[Saved data entries]
........

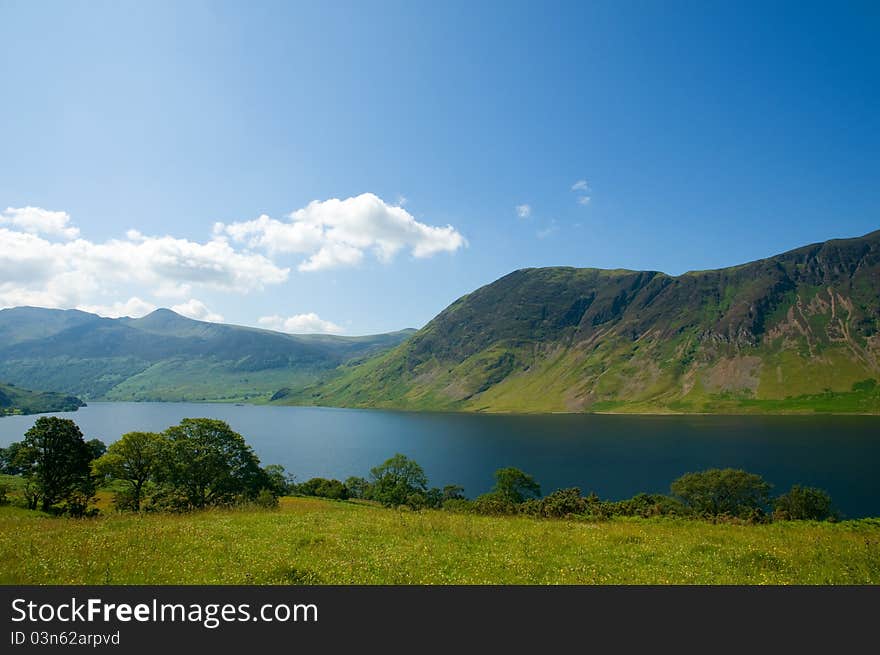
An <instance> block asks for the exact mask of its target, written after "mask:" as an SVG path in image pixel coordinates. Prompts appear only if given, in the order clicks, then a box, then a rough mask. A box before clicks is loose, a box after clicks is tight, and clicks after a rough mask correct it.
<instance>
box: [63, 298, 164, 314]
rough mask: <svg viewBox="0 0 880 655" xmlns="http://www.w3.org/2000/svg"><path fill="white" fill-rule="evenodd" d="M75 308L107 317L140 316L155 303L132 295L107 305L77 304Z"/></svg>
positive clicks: (85, 311)
mask: <svg viewBox="0 0 880 655" xmlns="http://www.w3.org/2000/svg"><path fill="white" fill-rule="evenodd" d="M77 309H81V310H83V311H84V312H90V313H92V314H97V315H98V316H106V317H107V318H119V317H120V316H130V317H132V318H140V317H141V316H146V315H147V314H149V313H150V312H152V311H155V310H156V305H154V304H153V303H151V302H150V301H148V300H143V299H142V298H138V297H137V296H132V297H131V298H129V299H128V300H126V301H124V302H114V303H111V304H109V305H79V306H77Z"/></svg>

........

Exercise instructions -> Please print the entries exactly as they stand. Images are not part of the copy.

Task result ->
An <instance> block asks for the exact mask of its target, written after "mask:" as an SVG path in image pixel coordinates. Prompts appear only if given, in the order clicks, then a box, then a rough mask. A box before clicks is loose, a box after clicks is tight, and clicks after a rough mask correct it.
<instance>
box: [63, 298, 164, 314]
rough mask: <svg viewBox="0 0 880 655" xmlns="http://www.w3.org/2000/svg"><path fill="white" fill-rule="evenodd" d="M75 308L107 317L140 316L155 303L132 295L107 305L77 304Z"/></svg>
positive clicks: (85, 311)
mask: <svg viewBox="0 0 880 655" xmlns="http://www.w3.org/2000/svg"><path fill="white" fill-rule="evenodd" d="M77 309H81V310H83V311H84V312H90V313H92V314H97V315H98V316H106V317H107V318H119V317H120V316H130V317H132V318H140V317H141V316H146V315H147V314H149V313H150V312H152V311H155V310H156V305H154V304H153V303H151V302H150V301H148V300H143V299H142V298H138V297H137V296H132V297H131V298H129V299H128V300H126V301H124V302H114V303H111V304H109V305H79V306H77Z"/></svg>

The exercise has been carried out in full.